### Exercise requirements
Nothing but the lines from the one containing "Note to the class: point to the lips" through the end of the entries should be set down, each exactly as written.

### Input records
——

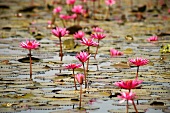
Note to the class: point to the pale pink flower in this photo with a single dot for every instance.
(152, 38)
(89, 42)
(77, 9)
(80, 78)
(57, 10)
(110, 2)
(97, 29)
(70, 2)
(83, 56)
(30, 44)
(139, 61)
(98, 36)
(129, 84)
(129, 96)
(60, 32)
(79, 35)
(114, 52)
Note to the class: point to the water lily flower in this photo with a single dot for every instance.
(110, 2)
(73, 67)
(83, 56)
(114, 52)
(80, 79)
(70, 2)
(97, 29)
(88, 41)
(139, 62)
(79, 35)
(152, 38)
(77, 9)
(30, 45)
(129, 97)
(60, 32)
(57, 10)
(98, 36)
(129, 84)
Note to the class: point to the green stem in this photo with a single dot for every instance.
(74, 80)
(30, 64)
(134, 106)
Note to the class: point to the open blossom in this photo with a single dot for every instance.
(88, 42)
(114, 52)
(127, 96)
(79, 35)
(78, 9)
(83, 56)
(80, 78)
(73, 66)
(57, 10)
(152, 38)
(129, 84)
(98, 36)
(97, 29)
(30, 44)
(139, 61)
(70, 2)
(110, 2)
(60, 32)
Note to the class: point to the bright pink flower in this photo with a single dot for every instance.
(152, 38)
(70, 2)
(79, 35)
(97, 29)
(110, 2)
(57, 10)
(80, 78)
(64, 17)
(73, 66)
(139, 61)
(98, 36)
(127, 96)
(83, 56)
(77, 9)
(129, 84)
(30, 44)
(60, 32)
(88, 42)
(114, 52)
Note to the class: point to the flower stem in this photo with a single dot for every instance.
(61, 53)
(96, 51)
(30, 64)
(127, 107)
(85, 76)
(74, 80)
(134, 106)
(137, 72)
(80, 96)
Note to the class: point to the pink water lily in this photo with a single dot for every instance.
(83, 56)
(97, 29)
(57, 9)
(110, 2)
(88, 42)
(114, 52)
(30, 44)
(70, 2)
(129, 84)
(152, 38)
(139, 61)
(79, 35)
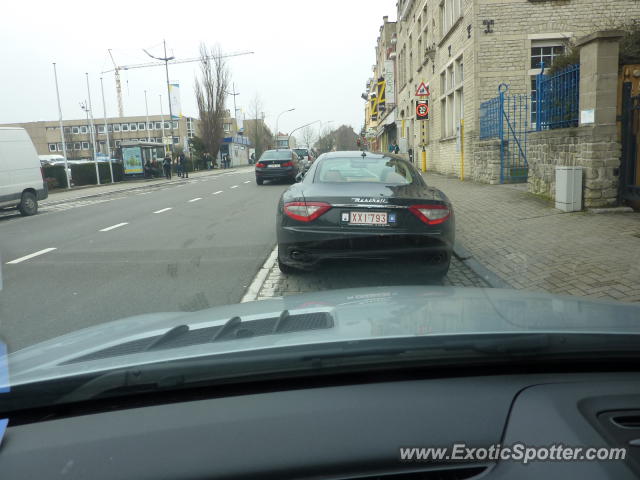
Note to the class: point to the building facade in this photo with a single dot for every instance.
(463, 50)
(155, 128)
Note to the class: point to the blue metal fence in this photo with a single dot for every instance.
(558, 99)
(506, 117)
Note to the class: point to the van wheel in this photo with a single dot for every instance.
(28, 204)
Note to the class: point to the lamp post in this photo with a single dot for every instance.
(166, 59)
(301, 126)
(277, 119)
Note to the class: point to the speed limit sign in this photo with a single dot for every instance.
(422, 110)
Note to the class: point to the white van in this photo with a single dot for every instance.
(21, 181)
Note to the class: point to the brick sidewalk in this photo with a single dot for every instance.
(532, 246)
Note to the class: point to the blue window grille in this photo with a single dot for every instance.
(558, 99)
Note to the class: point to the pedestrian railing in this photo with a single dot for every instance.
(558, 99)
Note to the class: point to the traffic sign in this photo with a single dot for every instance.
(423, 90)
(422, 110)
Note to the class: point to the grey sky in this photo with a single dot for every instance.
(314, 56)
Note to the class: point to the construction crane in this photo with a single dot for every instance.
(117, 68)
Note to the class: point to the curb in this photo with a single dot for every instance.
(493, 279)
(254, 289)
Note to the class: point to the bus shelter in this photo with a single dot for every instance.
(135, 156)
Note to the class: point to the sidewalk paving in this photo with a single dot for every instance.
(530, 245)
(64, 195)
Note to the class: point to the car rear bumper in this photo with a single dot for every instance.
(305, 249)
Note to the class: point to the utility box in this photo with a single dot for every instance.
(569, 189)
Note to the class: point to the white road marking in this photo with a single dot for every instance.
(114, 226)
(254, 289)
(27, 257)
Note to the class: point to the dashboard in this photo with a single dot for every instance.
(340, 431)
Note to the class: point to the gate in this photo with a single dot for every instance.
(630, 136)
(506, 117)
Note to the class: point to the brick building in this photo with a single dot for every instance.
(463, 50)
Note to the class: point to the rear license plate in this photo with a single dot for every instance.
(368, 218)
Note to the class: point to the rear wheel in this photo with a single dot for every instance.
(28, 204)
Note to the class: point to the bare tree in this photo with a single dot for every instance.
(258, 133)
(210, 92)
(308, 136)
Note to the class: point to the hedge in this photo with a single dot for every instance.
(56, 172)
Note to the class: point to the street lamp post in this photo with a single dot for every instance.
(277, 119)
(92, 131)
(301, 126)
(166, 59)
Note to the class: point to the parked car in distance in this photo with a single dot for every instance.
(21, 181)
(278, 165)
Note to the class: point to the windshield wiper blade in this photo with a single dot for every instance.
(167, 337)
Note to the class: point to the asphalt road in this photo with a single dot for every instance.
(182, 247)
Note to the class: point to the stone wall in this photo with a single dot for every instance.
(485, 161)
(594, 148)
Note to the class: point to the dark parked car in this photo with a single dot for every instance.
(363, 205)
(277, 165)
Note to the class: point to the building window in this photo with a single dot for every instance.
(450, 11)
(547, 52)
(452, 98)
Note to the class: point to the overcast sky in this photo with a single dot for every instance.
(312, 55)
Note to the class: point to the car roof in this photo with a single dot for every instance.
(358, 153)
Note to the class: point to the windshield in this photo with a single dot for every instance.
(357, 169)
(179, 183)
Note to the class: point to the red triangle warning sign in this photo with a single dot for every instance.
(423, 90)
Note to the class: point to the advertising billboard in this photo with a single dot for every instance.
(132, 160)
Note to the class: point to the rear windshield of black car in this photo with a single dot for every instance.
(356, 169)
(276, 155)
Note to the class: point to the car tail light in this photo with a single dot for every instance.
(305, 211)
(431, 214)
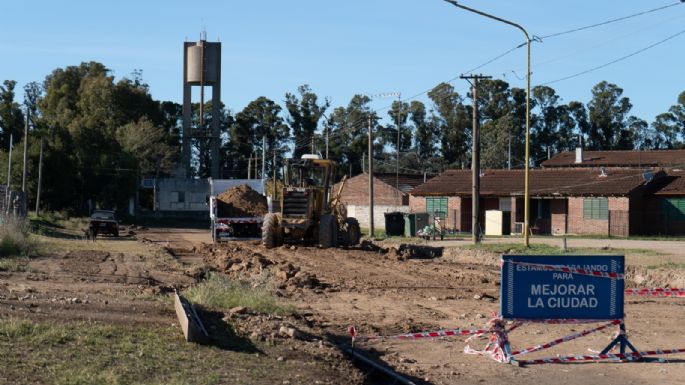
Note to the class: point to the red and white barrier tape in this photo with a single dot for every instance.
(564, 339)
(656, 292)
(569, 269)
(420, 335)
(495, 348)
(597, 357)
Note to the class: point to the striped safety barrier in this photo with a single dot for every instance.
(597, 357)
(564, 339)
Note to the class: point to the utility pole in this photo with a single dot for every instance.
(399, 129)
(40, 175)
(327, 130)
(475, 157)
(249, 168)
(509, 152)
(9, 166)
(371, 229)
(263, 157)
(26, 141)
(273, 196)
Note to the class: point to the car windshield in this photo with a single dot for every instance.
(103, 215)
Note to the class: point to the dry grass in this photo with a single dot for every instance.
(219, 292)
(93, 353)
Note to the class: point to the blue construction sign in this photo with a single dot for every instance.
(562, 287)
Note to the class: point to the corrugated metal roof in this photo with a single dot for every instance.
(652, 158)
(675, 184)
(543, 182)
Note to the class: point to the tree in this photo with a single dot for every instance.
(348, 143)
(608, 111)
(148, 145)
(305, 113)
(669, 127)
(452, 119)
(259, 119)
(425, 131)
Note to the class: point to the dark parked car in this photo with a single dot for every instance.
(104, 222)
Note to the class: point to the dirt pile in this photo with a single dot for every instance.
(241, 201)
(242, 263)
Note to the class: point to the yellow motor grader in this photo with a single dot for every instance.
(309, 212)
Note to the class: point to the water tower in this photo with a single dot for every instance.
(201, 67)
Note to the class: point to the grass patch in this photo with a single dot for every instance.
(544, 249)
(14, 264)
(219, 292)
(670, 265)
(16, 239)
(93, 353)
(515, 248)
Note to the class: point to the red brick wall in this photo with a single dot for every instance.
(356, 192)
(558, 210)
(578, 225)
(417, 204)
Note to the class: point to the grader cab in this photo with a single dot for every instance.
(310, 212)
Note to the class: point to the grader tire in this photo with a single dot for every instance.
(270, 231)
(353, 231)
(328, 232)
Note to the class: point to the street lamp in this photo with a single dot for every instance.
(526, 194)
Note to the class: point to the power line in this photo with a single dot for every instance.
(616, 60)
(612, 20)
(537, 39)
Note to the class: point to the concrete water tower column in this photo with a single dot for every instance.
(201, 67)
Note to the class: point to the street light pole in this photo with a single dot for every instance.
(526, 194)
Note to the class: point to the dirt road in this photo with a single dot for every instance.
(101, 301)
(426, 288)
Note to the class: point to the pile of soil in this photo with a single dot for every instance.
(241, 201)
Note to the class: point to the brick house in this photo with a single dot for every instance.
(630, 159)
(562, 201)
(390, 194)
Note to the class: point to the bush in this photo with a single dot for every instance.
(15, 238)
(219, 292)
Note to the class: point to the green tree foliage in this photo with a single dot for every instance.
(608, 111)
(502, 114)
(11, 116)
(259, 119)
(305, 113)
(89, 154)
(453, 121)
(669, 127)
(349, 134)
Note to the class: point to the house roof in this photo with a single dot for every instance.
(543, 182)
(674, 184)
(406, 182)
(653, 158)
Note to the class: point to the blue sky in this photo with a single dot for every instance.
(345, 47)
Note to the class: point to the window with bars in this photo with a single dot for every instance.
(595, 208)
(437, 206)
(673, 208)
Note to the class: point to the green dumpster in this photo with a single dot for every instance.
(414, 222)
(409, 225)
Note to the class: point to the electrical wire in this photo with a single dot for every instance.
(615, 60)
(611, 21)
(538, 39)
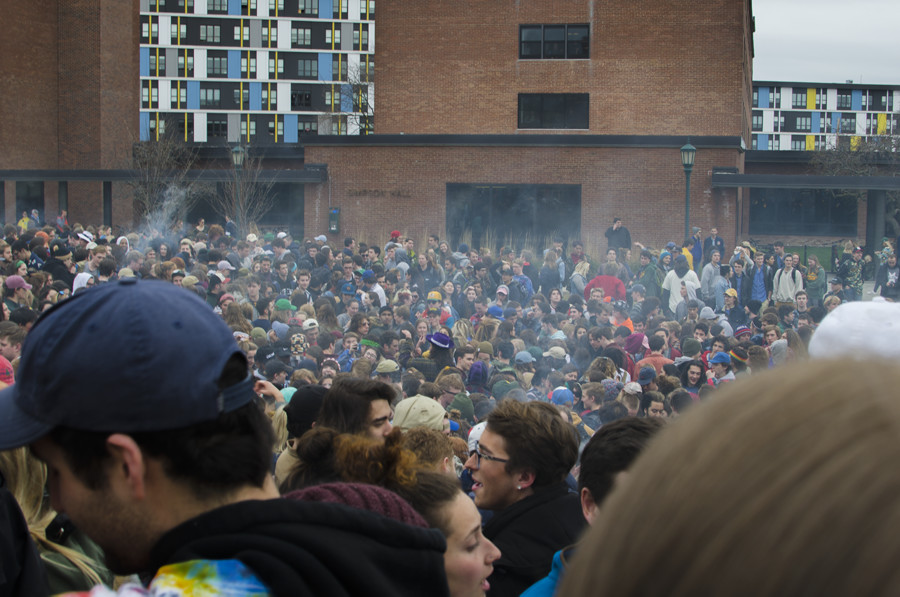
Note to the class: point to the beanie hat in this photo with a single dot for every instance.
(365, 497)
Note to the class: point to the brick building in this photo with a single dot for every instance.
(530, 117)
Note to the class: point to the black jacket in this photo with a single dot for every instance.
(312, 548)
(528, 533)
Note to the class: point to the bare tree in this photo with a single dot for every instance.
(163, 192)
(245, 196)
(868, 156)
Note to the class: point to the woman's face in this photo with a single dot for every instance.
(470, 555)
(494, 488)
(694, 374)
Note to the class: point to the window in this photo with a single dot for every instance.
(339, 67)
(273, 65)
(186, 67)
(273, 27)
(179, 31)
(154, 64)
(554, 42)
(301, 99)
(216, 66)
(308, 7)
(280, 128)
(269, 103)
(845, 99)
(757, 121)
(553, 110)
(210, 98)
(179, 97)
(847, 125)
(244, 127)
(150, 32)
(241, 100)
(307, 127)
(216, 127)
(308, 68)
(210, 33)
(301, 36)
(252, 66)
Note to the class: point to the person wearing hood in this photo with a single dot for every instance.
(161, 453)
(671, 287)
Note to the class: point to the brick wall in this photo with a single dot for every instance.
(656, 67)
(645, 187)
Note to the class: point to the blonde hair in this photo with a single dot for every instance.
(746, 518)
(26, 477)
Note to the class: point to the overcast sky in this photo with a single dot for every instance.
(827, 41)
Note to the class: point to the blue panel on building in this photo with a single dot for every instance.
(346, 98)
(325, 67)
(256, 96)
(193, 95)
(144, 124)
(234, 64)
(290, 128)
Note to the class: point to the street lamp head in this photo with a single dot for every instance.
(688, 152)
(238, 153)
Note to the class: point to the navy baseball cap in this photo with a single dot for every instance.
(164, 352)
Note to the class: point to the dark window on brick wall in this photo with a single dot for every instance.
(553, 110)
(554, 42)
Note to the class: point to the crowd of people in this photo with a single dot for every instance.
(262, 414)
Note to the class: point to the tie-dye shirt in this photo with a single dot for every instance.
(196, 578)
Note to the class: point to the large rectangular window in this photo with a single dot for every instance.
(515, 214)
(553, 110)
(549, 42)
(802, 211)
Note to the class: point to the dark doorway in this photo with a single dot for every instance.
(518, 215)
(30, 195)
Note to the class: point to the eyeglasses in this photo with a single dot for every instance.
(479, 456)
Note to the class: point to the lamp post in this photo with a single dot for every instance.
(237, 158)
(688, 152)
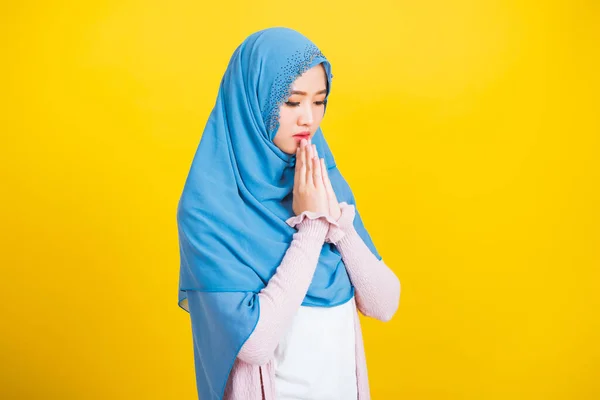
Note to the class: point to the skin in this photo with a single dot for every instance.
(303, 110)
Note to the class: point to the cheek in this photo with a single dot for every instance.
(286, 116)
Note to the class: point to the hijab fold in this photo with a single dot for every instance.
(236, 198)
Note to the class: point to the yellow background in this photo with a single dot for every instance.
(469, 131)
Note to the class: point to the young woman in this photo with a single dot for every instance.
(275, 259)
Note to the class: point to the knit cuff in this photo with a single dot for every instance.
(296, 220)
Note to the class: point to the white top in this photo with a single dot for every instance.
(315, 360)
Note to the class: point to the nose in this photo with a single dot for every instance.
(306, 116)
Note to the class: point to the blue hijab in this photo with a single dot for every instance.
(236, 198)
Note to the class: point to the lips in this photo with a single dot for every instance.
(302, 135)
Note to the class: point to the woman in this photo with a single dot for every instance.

——

### Exercise output
Note to the class: point to the lips in this photo with a single dot for every instance.
(302, 135)
Note to the class: point to the woman in this photo with a single dot for every instance.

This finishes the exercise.